Task instructions ->
Please copy the rows from the one containing "baseboard on this photo." through the one containing "<point>615,351</point>", both included, and shift every x and y point coordinate up by 126, leaving the other text unchanged.

Dataset records ->

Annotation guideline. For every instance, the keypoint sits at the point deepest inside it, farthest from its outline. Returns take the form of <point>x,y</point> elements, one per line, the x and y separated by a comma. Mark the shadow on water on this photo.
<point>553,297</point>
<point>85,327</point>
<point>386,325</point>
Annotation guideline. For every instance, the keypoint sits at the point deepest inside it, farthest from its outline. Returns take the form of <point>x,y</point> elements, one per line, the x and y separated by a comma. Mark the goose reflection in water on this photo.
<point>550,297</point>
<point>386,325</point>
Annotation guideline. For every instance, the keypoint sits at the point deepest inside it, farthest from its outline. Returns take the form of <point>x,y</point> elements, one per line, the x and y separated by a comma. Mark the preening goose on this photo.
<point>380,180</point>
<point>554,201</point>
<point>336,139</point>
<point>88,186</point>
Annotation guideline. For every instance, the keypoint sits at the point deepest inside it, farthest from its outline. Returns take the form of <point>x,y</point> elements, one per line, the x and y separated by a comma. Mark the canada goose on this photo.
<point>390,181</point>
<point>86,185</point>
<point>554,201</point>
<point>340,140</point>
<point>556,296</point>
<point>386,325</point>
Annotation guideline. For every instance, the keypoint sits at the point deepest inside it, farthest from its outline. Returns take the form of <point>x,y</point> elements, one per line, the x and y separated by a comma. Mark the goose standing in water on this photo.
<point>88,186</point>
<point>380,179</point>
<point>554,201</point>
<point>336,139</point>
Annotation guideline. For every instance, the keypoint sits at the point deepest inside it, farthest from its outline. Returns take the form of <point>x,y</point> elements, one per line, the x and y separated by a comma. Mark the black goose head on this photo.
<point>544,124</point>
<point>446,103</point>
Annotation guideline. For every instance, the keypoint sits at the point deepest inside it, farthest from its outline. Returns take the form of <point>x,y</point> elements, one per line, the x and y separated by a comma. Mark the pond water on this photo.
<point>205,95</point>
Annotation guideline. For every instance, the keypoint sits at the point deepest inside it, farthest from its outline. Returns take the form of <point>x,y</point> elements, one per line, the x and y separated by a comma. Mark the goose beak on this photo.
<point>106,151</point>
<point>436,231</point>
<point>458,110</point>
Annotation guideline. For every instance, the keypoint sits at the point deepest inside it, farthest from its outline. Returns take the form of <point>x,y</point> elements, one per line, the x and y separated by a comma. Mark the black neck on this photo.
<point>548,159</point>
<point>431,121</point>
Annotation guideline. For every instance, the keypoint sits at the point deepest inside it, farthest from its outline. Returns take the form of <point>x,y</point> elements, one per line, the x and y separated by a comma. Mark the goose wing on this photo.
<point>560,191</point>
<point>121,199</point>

* * *

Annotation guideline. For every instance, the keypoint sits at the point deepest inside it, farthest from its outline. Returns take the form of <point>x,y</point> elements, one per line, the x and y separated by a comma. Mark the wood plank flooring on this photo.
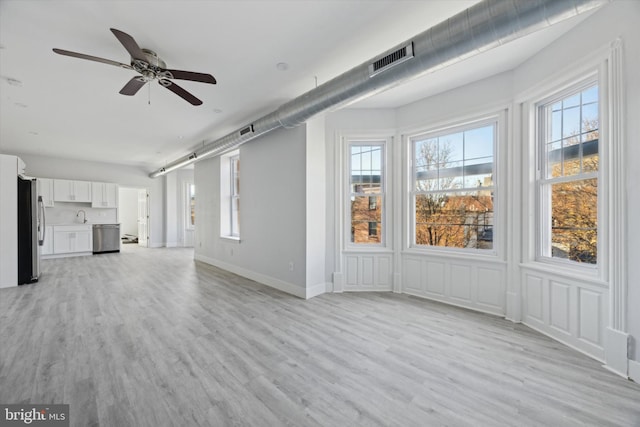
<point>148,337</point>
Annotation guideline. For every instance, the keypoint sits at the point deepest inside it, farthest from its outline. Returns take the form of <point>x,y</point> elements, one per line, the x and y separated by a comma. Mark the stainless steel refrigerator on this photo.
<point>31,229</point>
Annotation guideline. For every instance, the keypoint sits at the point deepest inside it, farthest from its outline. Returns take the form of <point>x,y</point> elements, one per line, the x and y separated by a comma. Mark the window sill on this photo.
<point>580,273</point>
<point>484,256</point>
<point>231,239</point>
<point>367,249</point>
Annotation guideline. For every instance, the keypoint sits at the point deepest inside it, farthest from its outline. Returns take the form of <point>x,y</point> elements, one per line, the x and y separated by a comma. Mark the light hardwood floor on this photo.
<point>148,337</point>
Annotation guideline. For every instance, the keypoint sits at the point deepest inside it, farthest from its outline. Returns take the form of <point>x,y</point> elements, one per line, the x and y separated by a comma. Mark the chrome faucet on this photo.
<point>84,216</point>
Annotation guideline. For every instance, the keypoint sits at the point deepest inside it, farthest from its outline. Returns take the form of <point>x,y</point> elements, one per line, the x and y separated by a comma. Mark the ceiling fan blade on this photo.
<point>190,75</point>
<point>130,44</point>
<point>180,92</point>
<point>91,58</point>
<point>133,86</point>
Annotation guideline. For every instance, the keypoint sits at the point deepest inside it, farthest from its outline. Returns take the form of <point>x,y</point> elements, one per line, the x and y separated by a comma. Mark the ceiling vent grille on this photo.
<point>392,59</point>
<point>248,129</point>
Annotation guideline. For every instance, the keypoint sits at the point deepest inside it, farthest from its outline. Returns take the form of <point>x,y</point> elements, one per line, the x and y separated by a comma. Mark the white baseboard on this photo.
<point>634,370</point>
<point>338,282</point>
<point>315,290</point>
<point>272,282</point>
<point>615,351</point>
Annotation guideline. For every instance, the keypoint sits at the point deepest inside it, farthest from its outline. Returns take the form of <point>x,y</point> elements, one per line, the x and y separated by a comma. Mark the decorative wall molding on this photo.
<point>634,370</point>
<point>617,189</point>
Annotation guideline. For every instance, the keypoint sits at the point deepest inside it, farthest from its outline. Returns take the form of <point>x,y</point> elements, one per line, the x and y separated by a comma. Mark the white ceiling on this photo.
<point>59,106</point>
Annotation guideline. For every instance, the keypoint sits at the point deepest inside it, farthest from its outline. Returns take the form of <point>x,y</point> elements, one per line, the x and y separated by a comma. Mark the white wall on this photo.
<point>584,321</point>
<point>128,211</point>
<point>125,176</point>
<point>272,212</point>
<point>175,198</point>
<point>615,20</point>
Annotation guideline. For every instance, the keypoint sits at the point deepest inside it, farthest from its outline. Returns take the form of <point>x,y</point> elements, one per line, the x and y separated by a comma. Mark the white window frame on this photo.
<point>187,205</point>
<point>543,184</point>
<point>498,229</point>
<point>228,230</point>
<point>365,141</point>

Correct response ->
Annotation guideline. For every instance, the keypoint sits at the point deepest inside it, farthest from its outline. Returns take the form of <point>x,y</point> elements, one per line, the x and y separated by a comma. Mark the white baseboard on this photo.
<point>760,496</point>
<point>464,408</point>
<point>441,416</point>
<point>398,408</point>
<point>741,477</point>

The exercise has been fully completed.